Data listing:
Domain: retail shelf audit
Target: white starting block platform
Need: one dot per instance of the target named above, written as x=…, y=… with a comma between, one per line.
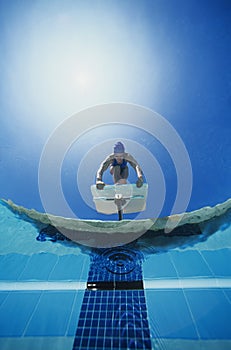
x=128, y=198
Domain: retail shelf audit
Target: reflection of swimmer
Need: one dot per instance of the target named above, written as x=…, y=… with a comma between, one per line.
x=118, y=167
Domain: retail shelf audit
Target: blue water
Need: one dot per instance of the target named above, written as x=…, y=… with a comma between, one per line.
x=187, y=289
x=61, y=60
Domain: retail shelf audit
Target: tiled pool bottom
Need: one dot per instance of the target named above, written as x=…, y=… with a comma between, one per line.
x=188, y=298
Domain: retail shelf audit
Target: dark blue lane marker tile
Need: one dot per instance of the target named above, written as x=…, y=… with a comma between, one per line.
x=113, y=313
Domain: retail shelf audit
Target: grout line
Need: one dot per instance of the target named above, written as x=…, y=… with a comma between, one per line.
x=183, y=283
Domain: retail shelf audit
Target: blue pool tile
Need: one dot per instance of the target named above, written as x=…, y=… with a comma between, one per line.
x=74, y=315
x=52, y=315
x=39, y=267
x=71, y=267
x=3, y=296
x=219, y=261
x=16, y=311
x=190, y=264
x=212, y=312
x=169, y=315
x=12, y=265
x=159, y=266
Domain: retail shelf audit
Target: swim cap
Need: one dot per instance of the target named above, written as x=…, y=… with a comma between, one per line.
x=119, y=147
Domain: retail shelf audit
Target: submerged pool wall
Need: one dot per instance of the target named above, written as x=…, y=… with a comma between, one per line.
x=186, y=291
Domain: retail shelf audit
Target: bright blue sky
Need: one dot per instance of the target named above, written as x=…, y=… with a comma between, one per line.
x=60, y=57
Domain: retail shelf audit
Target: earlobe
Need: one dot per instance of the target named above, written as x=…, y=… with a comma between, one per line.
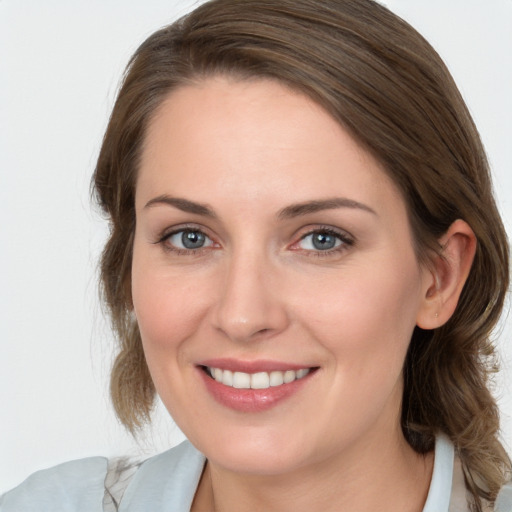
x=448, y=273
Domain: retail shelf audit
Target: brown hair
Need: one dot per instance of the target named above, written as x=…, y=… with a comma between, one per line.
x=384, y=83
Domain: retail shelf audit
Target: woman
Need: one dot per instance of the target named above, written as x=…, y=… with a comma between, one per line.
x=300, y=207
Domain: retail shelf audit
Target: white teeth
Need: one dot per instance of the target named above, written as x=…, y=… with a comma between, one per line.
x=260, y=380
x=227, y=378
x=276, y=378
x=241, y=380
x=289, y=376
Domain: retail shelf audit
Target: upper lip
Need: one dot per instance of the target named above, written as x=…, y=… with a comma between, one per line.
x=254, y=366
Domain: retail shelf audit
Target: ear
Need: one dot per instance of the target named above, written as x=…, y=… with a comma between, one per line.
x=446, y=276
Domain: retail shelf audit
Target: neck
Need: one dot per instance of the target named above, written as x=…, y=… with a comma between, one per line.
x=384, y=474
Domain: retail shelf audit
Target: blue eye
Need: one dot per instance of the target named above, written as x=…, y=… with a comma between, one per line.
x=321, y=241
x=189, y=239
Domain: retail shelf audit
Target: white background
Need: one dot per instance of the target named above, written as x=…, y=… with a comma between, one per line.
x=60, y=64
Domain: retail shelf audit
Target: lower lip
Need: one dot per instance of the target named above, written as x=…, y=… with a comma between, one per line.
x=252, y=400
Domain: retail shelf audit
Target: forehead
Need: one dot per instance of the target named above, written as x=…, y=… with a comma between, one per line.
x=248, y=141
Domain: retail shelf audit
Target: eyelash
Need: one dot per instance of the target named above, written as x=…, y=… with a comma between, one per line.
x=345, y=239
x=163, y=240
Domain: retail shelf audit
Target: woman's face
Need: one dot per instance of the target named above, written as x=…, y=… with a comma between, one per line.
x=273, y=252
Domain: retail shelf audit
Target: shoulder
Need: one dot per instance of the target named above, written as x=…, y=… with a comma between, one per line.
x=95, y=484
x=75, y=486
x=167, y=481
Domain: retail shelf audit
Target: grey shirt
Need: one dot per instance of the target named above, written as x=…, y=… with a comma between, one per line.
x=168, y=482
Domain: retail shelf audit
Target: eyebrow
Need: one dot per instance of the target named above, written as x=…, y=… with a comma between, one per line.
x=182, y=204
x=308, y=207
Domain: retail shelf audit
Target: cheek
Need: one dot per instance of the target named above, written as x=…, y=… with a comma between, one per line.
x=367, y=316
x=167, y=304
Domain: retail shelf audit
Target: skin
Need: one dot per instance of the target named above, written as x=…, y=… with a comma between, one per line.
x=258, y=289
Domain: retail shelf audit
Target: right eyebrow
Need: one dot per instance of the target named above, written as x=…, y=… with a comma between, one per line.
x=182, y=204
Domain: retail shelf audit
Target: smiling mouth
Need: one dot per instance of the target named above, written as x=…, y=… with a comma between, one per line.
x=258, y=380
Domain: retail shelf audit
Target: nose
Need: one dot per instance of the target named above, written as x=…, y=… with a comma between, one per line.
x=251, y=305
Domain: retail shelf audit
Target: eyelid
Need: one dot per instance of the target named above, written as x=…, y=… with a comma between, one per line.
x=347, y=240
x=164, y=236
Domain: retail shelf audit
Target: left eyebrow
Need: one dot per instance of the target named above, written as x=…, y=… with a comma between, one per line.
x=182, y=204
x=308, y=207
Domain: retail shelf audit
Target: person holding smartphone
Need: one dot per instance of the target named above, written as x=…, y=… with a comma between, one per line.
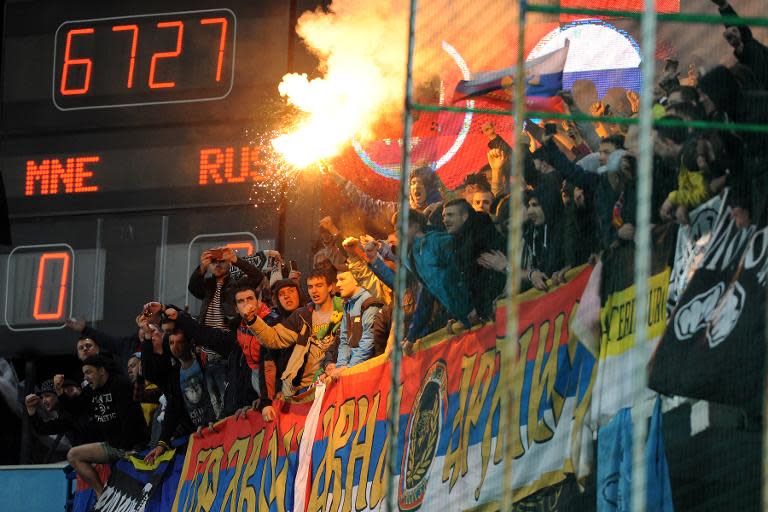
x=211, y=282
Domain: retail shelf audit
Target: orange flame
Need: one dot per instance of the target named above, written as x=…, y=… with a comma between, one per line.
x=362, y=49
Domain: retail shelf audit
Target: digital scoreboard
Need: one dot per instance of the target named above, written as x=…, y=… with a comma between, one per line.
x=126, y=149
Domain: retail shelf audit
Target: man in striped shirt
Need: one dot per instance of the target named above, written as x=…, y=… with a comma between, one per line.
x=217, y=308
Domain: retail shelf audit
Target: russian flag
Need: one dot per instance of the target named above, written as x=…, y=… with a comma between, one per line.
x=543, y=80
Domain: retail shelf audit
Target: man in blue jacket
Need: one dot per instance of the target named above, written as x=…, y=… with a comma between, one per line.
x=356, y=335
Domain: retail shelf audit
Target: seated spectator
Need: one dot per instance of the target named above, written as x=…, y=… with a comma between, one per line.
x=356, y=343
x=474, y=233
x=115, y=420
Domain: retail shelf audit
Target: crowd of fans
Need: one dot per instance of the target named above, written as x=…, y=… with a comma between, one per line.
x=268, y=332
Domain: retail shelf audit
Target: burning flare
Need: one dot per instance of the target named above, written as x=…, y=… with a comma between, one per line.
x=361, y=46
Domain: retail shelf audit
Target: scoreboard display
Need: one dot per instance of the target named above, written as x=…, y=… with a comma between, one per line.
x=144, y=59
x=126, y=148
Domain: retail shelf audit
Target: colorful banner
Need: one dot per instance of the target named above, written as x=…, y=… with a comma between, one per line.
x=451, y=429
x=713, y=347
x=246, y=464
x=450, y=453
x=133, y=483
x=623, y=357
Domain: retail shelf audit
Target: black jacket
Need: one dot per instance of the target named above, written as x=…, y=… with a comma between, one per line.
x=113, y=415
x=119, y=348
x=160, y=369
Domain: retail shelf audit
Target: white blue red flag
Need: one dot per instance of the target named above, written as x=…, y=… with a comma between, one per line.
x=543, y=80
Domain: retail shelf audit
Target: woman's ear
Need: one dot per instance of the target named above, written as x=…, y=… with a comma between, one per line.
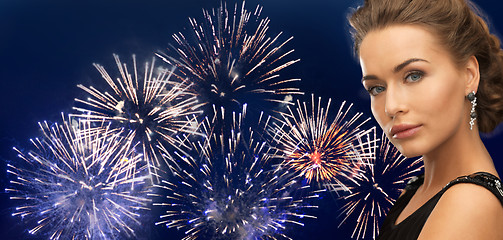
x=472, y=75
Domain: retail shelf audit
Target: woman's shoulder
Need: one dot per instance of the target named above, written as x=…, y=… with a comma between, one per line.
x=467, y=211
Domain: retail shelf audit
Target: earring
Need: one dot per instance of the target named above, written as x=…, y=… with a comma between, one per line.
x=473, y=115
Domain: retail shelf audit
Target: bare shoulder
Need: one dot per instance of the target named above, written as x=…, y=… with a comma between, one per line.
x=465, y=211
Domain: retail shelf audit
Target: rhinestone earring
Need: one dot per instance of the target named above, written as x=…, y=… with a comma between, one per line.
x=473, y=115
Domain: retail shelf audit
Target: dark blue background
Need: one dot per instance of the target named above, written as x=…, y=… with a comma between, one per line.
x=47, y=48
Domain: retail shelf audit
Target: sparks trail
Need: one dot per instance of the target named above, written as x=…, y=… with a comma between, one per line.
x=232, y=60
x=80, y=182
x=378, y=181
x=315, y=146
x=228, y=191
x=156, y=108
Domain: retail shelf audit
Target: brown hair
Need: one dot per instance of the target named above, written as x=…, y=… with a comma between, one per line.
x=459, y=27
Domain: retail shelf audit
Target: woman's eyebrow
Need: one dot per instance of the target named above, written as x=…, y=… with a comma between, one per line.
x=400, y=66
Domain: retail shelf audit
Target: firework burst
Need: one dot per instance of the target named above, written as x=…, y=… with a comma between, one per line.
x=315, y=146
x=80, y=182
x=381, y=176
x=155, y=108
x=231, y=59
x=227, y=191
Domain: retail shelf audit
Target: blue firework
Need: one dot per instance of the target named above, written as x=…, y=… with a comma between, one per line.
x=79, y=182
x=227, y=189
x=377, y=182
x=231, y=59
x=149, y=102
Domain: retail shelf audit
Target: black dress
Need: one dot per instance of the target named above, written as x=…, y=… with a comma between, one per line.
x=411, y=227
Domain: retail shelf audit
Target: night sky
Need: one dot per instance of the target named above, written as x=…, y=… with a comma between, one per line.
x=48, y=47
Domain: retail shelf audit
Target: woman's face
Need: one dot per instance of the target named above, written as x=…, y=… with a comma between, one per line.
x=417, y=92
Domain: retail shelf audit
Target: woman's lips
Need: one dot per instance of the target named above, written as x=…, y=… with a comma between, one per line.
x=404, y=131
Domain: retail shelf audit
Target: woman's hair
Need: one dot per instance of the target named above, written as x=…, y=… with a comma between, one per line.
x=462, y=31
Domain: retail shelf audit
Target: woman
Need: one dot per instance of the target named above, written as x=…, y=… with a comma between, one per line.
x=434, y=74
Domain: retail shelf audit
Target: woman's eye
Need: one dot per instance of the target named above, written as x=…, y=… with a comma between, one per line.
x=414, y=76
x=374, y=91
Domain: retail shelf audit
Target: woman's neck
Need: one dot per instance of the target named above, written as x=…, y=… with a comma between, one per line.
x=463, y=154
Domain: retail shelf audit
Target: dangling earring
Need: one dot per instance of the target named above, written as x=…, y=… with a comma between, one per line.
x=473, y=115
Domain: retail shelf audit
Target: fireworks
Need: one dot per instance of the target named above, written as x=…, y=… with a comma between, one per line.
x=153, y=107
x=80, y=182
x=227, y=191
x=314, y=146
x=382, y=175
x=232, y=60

Exercise prompt: Copy the listing word for word from its first line through the line holding "x=128, y=198", including that line. Leave out the pictures.

Answer:
Domain: retail shelf audit
Target: white starting block platform
Need: one dot per instance of the target named above, written as x=…, y=… with a comma between, one per line.
x=128, y=198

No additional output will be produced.